# MATERIAL start

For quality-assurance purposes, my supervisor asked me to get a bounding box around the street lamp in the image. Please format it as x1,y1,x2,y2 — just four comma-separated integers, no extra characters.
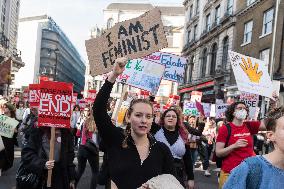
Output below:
47,48,60,81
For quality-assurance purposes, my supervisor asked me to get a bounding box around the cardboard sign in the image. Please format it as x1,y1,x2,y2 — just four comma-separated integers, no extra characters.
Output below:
38,81,73,128
202,103,211,117
215,104,228,119
190,91,202,102
86,89,97,104
183,100,199,116
240,92,259,119
229,51,273,98
0,115,19,138
116,59,165,94
86,8,168,76
29,84,40,107
144,52,187,83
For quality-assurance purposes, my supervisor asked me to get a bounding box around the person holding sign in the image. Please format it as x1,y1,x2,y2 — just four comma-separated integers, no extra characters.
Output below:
93,58,175,189
18,127,75,189
0,103,16,176
151,108,194,189
223,106,284,189
216,102,265,189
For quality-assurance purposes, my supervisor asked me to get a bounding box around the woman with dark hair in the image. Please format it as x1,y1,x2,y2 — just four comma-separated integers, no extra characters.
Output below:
223,106,284,189
0,103,17,175
17,127,75,189
151,108,194,189
16,101,26,123
71,104,81,148
216,102,265,188
93,58,175,189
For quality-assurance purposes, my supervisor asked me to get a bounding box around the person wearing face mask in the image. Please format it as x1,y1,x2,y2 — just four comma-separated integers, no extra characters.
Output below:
216,102,265,189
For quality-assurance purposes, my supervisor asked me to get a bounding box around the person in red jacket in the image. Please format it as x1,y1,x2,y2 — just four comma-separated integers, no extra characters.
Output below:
216,102,265,188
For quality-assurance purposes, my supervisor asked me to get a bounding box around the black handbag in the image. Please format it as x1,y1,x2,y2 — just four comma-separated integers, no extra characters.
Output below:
16,162,41,189
85,138,99,155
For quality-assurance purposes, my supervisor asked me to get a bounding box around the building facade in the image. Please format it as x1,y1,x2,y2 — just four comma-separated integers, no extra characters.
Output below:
179,0,237,103
14,15,86,93
232,0,284,104
0,0,25,95
90,3,184,103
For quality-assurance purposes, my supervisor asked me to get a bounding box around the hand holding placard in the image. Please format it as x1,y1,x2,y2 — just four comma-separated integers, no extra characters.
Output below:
240,58,263,83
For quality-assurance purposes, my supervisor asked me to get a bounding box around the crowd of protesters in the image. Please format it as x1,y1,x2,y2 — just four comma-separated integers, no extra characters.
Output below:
0,58,284,189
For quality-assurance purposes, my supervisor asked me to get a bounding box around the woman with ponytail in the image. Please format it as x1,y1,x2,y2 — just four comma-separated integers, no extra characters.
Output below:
93,58,175,189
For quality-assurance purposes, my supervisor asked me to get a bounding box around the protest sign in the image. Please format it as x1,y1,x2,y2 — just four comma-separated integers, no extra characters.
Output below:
117,59,165,94
86,8,168,76
183,100,199,116
144,52,187,83
215,104,228,119
29,84,40,107
0,115,19,138
78,99,88,110
229,51,273,98
240,92,259,119
202,103,211,117
190,91,202,102
38,81,73,128
86,89,97,104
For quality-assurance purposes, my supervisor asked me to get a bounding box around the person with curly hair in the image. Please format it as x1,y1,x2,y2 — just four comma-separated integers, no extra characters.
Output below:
223,106,284,189
216,102,265,189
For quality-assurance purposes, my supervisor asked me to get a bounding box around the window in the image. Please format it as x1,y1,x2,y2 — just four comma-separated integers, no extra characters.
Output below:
244,20,253,44
189,5,193,20
107,18,113,29
259,49,270,66
195,0,199,14
210,43,217,75
200,49,207,78
227,0,234,15
214,5,220,25
192,25,197,41
262,8,274,35
187,30,191,43
205,14,210,31
247,0,255,6
222,36,229,69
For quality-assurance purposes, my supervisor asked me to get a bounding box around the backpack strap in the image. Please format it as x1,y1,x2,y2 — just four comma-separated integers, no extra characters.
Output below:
224,123,232,148
244,156,262,189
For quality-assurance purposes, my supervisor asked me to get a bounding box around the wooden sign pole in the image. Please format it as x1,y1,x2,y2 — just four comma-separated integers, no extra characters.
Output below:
111,84,128,120
47,127,55,188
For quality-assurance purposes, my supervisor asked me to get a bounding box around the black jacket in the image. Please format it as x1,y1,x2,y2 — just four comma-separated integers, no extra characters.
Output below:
93,80,175,189
21,128,75,189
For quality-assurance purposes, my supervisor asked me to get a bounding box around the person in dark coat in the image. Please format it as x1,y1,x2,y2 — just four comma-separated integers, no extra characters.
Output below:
17,127,75,189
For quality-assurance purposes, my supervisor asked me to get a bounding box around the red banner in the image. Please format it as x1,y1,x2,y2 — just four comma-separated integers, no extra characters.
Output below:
38,81,73,128
29,84,40,107
78,99,88,110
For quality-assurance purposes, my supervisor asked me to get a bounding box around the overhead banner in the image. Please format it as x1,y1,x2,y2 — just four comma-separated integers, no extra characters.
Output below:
0,115,19,138
86,8,168,76
183,100,199,116
29,84,40,107
240,92,259,119
117,59,165,94
38,81,73,128
144,52,187,83
190,91,202,102
229,51,273,98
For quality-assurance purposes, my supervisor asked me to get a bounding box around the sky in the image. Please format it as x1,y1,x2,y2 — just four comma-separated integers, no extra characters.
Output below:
20,0,184,62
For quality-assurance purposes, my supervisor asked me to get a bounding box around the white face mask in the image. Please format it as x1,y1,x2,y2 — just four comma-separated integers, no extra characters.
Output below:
235,109,248,120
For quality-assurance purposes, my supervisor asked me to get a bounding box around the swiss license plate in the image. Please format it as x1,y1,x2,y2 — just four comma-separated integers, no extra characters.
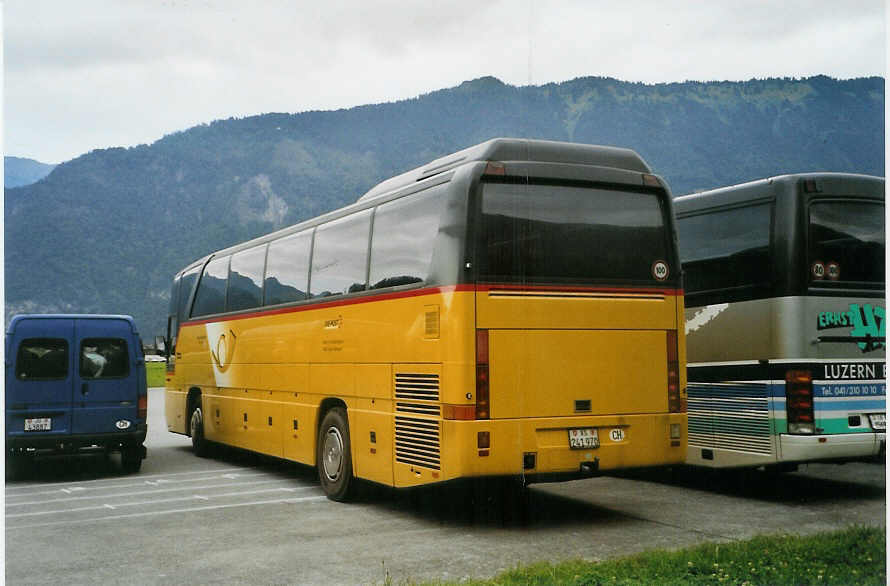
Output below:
569,427,600,450
25,417,53,431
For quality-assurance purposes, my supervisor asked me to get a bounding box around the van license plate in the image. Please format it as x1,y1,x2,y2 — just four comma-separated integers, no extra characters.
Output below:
25,417,53,431
569,427,600,450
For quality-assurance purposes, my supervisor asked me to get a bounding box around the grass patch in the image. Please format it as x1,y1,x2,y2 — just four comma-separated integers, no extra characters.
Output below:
145,362,167,388
428,527,887,586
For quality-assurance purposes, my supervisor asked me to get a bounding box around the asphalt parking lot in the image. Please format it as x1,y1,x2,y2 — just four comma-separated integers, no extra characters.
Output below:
5,389,886,584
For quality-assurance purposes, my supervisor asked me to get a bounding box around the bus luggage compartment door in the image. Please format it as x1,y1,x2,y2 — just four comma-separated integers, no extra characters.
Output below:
489,329,668,419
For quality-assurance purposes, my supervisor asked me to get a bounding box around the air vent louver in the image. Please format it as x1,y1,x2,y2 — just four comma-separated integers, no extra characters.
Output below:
396,415,440,470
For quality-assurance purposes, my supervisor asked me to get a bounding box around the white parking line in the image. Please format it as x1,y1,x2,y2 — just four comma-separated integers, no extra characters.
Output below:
6,486,314,519
6,467,256,497
6,495,327,531
6,478,302,510
7,472,269,498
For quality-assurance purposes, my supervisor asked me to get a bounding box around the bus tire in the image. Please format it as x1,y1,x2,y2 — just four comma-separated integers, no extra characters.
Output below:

# MATERIAL end

> _PROBLEM DESCRIPTION_
Which rows above contain the word "banner"? Copy each one in full.

> _CORRECT ANSWER_
For quality-assurance purposes, my supervisor asked me to get a bounding box around the red banner in the image. Please format it as x1,y1,x2,y2 — just four comma-separated integers, no extra characters.
For quality-assurance purposes, my supervisor asked me to get a bounding box around the overhead banner in the image. Please format it as x1,y1,x2,y2 — just four comma-separated integers, no extra characters.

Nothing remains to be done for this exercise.